### What is being asked:
Rewrite the records below, replacing every "grateful" with "thankful" and keeping everything else the same.

### Material to process:
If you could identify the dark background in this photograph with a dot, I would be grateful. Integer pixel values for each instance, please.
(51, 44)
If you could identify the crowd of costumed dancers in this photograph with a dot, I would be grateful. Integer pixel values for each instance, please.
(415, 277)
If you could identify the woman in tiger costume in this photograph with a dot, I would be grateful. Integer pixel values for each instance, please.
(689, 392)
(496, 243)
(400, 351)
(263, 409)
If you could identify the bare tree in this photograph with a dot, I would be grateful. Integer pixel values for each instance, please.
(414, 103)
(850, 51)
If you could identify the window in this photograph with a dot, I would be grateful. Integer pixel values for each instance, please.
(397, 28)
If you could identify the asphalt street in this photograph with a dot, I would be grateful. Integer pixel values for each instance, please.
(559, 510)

### Correct answer:
If you could identify the dark background in this photograph with a dot, I would be thankful. Integer pixel values for each instance, please.
(51, 44)
If you could identify the crowd of costumed dancers in this photograph with a dot, I would be thankful. Integer pixel values for each instance, please.
(415, 277)
If you could identify the woman in tiger costume in this photograph with a dot, I would be thankful. Integer pixel values for each instance, please.
(689, 392)
(496, 243)
(400, 351)
(263, 409)
If you could identify the bare tree in this photograph with a dot, I would be thankful. Integer pixel values for each instance, please.
(414, 103)
(850, 51)
If you could identify the window in this photograph with a dot, I would be thankful. Integer pixel values for each instance, please.
(397, 28)
If you could identify the asphalt street in this photograph with a dot, I would be thankful. Integer pixel values for each instance, please.
(559, 510)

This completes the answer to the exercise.